— BEGIN —
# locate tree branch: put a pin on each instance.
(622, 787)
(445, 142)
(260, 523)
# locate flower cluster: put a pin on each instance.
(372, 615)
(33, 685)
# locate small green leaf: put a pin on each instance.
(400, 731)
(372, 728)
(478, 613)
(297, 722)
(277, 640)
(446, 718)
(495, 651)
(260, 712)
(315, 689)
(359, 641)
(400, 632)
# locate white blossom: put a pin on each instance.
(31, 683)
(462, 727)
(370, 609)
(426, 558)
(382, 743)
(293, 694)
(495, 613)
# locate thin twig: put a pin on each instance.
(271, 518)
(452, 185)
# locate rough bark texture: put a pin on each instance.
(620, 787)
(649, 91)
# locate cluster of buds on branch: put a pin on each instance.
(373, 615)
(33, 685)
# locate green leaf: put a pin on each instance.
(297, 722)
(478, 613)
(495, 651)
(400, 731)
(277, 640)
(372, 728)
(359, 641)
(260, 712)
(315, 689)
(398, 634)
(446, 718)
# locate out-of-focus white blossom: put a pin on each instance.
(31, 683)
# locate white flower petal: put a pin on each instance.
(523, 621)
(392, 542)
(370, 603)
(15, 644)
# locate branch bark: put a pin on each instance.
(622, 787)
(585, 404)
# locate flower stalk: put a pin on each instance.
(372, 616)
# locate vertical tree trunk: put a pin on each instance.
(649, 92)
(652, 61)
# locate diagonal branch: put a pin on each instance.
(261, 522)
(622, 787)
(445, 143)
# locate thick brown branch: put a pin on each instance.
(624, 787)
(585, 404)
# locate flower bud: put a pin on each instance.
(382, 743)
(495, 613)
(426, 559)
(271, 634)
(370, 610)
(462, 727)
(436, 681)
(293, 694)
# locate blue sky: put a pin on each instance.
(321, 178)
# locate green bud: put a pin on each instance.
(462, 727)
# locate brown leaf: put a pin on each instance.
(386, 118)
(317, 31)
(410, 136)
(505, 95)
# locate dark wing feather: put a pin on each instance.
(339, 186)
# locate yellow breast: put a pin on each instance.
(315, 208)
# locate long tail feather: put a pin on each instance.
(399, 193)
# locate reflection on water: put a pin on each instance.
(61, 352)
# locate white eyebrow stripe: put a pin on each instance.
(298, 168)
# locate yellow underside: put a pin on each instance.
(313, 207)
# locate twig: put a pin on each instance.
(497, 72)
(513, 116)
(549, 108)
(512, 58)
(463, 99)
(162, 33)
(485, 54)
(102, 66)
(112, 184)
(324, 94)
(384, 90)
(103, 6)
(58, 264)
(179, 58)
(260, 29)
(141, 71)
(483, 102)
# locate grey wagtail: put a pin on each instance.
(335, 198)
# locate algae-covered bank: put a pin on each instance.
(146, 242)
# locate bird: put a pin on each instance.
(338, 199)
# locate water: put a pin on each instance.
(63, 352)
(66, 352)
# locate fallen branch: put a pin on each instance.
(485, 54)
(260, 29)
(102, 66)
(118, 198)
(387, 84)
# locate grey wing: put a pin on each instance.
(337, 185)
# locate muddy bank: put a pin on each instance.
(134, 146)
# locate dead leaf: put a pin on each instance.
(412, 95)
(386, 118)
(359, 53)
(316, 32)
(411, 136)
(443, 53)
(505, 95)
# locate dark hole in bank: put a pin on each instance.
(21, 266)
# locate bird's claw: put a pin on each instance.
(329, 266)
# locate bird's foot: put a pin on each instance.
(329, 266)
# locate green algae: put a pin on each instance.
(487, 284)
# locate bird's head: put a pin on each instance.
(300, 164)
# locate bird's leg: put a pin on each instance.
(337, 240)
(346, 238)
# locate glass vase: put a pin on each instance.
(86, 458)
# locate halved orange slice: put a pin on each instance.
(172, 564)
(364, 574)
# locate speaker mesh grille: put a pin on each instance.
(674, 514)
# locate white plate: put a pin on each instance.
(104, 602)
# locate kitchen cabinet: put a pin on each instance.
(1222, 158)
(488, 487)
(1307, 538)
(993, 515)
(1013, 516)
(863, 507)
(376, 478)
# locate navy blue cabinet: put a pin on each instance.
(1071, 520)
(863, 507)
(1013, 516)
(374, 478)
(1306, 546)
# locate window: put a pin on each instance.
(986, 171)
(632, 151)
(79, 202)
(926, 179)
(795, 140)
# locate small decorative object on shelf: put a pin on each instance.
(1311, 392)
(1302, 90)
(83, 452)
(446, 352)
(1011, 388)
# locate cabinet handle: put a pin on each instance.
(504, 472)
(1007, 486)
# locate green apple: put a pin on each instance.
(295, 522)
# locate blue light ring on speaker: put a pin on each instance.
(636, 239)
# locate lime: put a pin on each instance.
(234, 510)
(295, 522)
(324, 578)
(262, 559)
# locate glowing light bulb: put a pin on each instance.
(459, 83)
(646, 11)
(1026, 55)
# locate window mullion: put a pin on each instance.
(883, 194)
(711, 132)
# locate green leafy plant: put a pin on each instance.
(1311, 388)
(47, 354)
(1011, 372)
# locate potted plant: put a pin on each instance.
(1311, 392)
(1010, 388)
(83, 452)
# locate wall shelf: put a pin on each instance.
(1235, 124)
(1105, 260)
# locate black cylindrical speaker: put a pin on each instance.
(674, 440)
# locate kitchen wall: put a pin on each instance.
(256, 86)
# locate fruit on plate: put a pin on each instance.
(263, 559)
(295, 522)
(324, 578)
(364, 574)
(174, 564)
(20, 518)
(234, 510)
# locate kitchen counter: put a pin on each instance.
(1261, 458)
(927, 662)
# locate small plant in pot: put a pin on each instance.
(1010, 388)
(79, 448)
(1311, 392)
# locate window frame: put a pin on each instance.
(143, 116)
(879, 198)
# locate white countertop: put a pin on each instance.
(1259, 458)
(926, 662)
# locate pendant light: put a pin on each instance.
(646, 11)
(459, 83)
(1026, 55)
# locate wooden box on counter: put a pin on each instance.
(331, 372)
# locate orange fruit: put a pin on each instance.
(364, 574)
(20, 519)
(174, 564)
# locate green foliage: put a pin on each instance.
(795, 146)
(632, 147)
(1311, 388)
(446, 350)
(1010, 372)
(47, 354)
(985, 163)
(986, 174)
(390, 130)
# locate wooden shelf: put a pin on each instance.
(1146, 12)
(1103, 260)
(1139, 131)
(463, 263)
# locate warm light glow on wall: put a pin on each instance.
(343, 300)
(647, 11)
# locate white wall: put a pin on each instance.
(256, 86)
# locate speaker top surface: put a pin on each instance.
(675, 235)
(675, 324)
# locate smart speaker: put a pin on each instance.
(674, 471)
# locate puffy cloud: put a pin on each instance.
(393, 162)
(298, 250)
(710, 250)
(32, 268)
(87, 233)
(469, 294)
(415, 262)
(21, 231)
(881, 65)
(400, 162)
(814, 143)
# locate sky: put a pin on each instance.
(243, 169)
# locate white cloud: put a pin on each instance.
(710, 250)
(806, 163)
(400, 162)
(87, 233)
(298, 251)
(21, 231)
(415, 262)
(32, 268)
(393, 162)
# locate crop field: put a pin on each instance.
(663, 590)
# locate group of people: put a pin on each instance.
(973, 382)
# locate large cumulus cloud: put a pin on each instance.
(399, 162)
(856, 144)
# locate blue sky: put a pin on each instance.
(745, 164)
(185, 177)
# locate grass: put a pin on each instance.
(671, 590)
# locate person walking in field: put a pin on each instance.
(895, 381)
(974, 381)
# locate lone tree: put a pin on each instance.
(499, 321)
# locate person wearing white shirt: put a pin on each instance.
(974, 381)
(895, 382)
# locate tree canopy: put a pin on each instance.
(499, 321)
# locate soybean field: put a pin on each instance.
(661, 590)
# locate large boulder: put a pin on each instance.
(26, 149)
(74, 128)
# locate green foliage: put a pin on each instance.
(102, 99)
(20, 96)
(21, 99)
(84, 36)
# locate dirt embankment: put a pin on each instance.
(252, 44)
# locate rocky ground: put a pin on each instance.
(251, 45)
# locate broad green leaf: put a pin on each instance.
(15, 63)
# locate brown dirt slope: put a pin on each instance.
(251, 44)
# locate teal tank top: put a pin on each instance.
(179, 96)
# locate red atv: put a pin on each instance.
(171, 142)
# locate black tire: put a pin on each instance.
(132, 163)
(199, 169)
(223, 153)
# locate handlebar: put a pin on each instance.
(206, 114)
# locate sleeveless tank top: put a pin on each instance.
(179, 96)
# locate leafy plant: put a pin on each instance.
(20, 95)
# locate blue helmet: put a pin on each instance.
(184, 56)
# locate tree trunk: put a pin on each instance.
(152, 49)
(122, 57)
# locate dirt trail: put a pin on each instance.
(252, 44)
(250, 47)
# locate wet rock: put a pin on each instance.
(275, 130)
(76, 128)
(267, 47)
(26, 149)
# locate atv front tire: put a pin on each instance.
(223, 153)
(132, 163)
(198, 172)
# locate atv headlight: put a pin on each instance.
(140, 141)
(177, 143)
— END —
Rewrite the entries from the line containing "# locate person walking" through the end of the entries, swapping "atv" for "quad bike" and changing nothing else.

# locate person walking in field: put a pin on each instance.
(895, 381)
(974, 381)
# locate lone tree: put a pin on each instance.
(499, 321)
# locate person wearing white shirt: put a pin on each instance.
(974, 381)
(895, 382)
# locate tree canopy: put a pin on each instance.
(499, 321)
# locate soybean field: put a pin on each instance.
(661, 590)
# locate large boulder: put a pin on each instance.
(26, 149)
(74, 128)
# locate green foliage: put a pin on each instance.
(102, 99)
(20, 96)
(21, 99)
(84, 36)
# locate dirt embankment: put a pin on each instance.
(252, 44)
# locate rocky ground: put a pin on each instance.
(251, 45)
# locate broad green leaf: put a pin on each instance.
(15, 63)
# locate brown dirt slope: put a pin on each instance.
(251, 44)
# locate teal tank top: put a pin on each instance.
(179, 96)
# locate red quad bike: put a pin on each instance.
(171, 142)
# locate black tire: put a pin on each instance.
(132, 163)
(199, 169)
(223, 153)
# locate handlebar: put a pin on each instance.
(206, 114)
# locate sleeveless tank top: put a pin on each instance.
(179, 96)
# locate leafy plant: put a pin on each instance.
(20, 95)
# locate blue helmet: put a pin on each instance.
(184, 56)
# locate tree trunk: put a pin on each instance.
(152, 49)
(122, 57)
# locate dirt trail: put a pin on each instance.
(252, 44)
(250, 47)
# locate wet rock: put a pin on each instance.
(275, 130)
(76, 128)
(267, 47)
(26, 149)
# locate quad bike front tire: put a pin on each instance.
(223, 153)
(132, 163)
(198, 172)
# locate quad bike headlight: put a pin on each instance.
(140, 141)
(177, 143)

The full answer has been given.